Action item
Go through the data underneath and copy every line exactly.

————

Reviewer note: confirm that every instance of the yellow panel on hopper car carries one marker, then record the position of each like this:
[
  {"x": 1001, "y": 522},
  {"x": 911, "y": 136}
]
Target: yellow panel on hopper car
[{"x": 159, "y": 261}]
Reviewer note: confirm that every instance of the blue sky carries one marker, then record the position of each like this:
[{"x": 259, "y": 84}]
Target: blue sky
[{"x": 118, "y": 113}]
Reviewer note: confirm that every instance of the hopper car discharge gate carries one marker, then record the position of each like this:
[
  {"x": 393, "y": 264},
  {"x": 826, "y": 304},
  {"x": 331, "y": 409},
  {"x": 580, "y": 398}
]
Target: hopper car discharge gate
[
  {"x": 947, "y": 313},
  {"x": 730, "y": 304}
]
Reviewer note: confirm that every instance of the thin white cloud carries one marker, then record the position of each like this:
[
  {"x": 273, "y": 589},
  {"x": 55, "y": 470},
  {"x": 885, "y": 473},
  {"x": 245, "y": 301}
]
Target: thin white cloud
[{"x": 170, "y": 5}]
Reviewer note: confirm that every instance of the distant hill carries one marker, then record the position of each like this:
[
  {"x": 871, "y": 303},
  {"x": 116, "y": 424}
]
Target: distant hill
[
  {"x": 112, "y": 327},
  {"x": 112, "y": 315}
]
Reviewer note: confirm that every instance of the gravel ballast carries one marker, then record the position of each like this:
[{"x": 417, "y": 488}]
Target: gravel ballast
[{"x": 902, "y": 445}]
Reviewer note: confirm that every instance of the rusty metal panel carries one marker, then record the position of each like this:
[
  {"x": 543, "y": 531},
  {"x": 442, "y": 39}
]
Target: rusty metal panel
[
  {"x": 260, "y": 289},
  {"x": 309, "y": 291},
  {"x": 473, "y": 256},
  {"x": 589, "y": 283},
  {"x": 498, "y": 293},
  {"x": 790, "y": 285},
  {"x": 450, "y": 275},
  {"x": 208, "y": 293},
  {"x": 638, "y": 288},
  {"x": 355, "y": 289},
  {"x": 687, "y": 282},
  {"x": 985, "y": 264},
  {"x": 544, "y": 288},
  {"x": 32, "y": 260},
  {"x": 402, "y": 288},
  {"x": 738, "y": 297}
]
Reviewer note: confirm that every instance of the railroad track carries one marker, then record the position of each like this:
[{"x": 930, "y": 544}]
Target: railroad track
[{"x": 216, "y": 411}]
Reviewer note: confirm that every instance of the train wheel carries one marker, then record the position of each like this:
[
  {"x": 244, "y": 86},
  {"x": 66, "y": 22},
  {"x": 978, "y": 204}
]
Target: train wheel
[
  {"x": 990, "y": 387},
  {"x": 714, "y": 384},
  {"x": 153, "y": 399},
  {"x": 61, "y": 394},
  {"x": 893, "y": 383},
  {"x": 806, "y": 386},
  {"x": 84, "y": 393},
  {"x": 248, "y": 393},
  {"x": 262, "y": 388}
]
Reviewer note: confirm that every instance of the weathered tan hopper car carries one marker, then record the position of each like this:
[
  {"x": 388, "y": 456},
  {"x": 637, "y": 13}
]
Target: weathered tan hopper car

————

Written response
Reviewer note: confirm that every instance of the yellow panel on hopper car carries one marker, then record the position of each like this:
[
  {"x": 1001, "y": 522},
  {"x": 911, "y": 136}
]
Target: yellow panel on hopper car
[{"x": 159, "y": 261}]
Reviewer note: confirm that every instance of the blue sky carries one marker, then record the position of each like this:
[{"x": 259, "y": 84}]
Target: blue sky
[{"x": 118, "y": 113}]
Reviewer note: confirm that every instance of the hopper car discharge gate carries one marker, then record the position of each like this:
[
  {"x": 393, "y": 264},
  {"x": 826, "y": 304},
  {"x": 331, "y": 409},
  {"x": 580, "y": 398}
]
Target: hopper car discharge gate
[
  {"x": 947, "y": 313},
  {"x": 730, "y": 304}
]
Reviewer note: confirm that every instance of the thin white cloud carries one marker, then record the position of each like this:
[
  {"x": 273, "y": 589},
  {"x": 55, "y": 470},
  {"x": 885, "y": 473},
  {"x": 245, "y": 301}
]
Target: thin white cloud
[{"x": 170, "y": 5}]
Reviewer note: confirm that every instance of the distant hill carries one marker, then record the position of each like this:
[
  {"x": 871, "y": 303},
  {"x": 116, "y": 424}
]
Target: distant hill
[
  {"x": 112, "y": 327},
  {"x": 112, "y": 315}
]
Reviewer note: confirm that every instance of the gravel ballast carries one marker, then record the position of each like this:
[{"x": 417, "y": 488}]
Target: gravel ballast
[{"x": 902, "y": 445}]
Reviewer note: confirm that every instance of the rusty metal panel carries one marker, then record the position of each like this:
[
  {"x": 543, "y": 531},
  {"x": 442, "y": 39}
]
Target: rusty metal panel
[
  {"x": 260, "y": 289},
  {"x": 309, "y": 291},
  {"x": 473, "y": 256},
  {"x": 589, "y": 283},
  {"x": 498, "y": 293},
  {"x": 790, "y": 285},
  {"x": 450, "y": 275},
  {"x": 208, "y": 293},
  {"x": 638, "y": 288},
  {"x": 355, "y": 289},
  {"x": 687, "y": 282},
  {"x": 985, "y": 264},
  {"x": 544, "y": 288},
  {"x": 32, "y": 260},
  {"x": 402, "y": 288},
  {"x": 738, "y": 297}
]
Reviewer note: confirm that every instance of the railroad track carries one marker, then record the position of each like this:
[{"x": 930, "y": 544}]
Target: railroad track
[{"x": 216, "y": 411}]
Reviewer note: confirm that every instance of the train wheel carries one marker, then record the position of each like this:
[
  {"x": 244, "y": 86},
  {"x": 66, "y": 22},
  {"x": 978, "y": 204}
]
Target: train wheel
[
  {"x": 990, "y": 387},
  {"x": 714, "y": 384},
  {"x": 153, "y": 399},
  {"x": 61, "y": 394},
  {"x": 893, "y": 383},
  {"x": 806, "y": 386},
  {"x": 84, "y": 393},
  {"x": 248, "y": 393},
  {"x": 262, "y": 388}
]
Reviewer note: confirm that every instance of the weathered tan hopper car carries one marker, then record the position of each like this:
[
  {"x": 388, "y": 456},
  {"x": 637, "y": 13}
]
Target: weathered tan hopper car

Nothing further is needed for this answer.